━━━ Material provided

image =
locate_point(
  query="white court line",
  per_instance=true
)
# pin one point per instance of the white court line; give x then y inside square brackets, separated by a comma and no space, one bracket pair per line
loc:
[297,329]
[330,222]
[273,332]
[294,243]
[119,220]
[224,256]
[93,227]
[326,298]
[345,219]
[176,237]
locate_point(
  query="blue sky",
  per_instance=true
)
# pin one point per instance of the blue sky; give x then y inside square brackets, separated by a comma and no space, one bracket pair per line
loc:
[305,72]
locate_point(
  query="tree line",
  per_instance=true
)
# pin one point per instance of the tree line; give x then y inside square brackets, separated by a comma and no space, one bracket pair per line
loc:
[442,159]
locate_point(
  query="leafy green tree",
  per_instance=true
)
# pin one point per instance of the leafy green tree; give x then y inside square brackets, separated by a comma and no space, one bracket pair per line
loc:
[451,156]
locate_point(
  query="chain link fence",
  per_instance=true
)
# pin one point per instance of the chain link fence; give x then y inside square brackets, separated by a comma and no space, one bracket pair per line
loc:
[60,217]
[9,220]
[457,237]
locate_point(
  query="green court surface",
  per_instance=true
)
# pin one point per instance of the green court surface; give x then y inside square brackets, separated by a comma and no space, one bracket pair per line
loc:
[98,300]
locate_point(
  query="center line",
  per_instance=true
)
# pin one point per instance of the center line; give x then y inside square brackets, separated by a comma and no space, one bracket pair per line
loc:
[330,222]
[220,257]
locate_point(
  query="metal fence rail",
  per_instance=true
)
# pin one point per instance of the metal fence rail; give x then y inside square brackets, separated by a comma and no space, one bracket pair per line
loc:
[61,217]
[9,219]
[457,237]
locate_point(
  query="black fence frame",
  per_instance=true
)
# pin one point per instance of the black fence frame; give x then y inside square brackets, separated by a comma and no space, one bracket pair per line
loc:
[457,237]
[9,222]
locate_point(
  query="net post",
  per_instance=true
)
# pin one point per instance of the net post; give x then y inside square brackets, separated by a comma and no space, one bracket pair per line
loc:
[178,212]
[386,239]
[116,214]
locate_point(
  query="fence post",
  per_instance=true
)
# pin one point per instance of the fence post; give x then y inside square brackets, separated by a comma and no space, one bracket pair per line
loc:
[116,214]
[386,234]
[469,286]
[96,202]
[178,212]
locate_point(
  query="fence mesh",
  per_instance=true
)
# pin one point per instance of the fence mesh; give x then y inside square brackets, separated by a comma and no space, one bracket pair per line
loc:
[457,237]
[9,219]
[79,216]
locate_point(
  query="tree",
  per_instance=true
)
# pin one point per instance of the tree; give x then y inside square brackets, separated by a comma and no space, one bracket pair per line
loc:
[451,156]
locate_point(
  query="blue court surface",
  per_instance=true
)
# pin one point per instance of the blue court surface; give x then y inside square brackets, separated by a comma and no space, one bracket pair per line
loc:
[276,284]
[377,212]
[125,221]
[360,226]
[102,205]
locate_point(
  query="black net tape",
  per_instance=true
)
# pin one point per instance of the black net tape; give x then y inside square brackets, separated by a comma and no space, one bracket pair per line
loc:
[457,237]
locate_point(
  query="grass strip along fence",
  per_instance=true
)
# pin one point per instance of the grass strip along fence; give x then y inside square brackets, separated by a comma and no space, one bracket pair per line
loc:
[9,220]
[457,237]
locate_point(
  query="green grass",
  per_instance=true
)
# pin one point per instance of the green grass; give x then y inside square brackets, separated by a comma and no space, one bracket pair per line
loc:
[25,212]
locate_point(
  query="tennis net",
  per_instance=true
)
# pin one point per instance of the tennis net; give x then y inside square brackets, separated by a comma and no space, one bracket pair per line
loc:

━━━━━━

- _Aim of the task_
From the preceding material, extract every line exactly.

- _Full answer_
image =
locate_point(
  query="white court line",
  per_instance=true
)
# pin one point per instance of the white court line; give x then y inside square brackets, separated by a comma and no space, one bracket pair per line
loc:
[297,329]
[330,222]
[273,332]
[294,243]
[119,220]
[224,256]
[93,227]
[326,298]
[345,219]
[176,237]
locate_point(
  query="blue sky",
  per_instance=true
)
# pin one point per instance of the blue sky; give x then y inside square brackets, separated by a comma and no space, one bracket pair per line
loc:
[305,72]
locate_point(
  query="tree line",
  per_instance=true
)
# pin one point per instance of the tree line; give x then y inside square brackets, separated by a comma and no space, one bracket pair per line
loc:
[442,159]
locate_point(
  query="leafy green tree",
  per_instance=true
)
# pin one point per instance of the leafy green tree; give x then y inside square brackets, separated by a comma and no space, one bracket pair per line
loc:
[451,156]
locate_point(
  query="chain link fence",
  per_instance=true
)
# pin one point per instance of the chain link fence; give x then y inside square brackets, separated by a comma and no space, one bracket pair per line
loc:
[60,217]
[9,220]
[457,237]
locate_point(
  query="green court surface",
  per_instance=true
)
# pin one point per instance of the green court surface; give x then y inside square brackets, separated by a comma and no space, one bracket pair per line
loc:
[98,300]
locate_point(
  query="center line",
  per_instance=true
)
# pin one point per instance of the center line; give x then y inside square brackets, separated by a comma and no space, one bracket pair per line
loc:
[330,222]
[220,257]
locate_point(
  query="metal fence rail",
  per_instance=true
)
# pin one point per instance of the metal fence rail; give x then y inside square brackets, separated by a comma and no space, one bracket pair per line
loc:
[61,217]
[9,219]
[457,237]
locate_point(
  query="black fence frame",
  per_instance=true
)
# pin one point per instance of the black fence frame; give x then y inside square brackets, separated by a comma and no space, one bracket pair per line
loc:
[457,237]
[9,222]
locate_point(
  query="net post",
  per_instance=true
)
# pin one point per instance of the net post; give x then y inside square brackets, separated by a comma and no space, one bracket pair per line
loc:
[178,212]
[386,239]
[116,214]
locate_point(
  query="fence post",
  per_instance=true
)
# pin one point per instance of the fence post; give x then y inside square brackets, separated by a comma and no space, one bracket pair per line
loc:
[116,214]
[386,234]
[469,286]
[96,202]
[178,212]
locate_point(
  query="fence mesh",
  per_instance=true
)
# pin one point per instance of the fence mesh; give x then y inside square brackets, separated by a comma and no space, one bracket pair per line
loc:
[457,237]
[9,219]
[79,216]
locate_point(
  query="tree",
  per_instance=true
)
# pin one point per instance of the tree; give x then y inside square brackets, separated by a comma and no space, one bracket pair per line
loc:
[451,156]
locate_point(
  query="blue court surface",
  per_instance=true
)
# pin one point per instance of the blue court surface; give x then y inside square brackets, separated by a comma and no space, one bracket pair per line
loc:
[276,284]
[377,212]
[125,221]
[360,226]
[102,205]
locate_point(
  query="black net tape",
  per_instance=true
)
# pin one point per instance of the black net tape; give x then y inside square brackets, separated by a comma and no space, one bracket pair per line
loc:
[457,237]
locate_point(
  query="grass strip along fence",
  per_instance=true
)
# pin one point per instance of the grass strip along fence; give x then y inside square brackets, separated by a comma and no space, one bracket pair per line
loc:
[9,220]
[457,237]
locate_point(
  query="green grass",
  per_instance=true
)
# pin one point per instance of the green grass; give x then y inside square brackets, separated by a comma and no space, one bracket pair per line
loc:
[25,212]
locate_point(
  query="tennis net",
  per_instance=true
)
# pin one point per instance of the tennis net; give x then y inside square brackets, separated by a comma and no space, one bracket pair per line
loc:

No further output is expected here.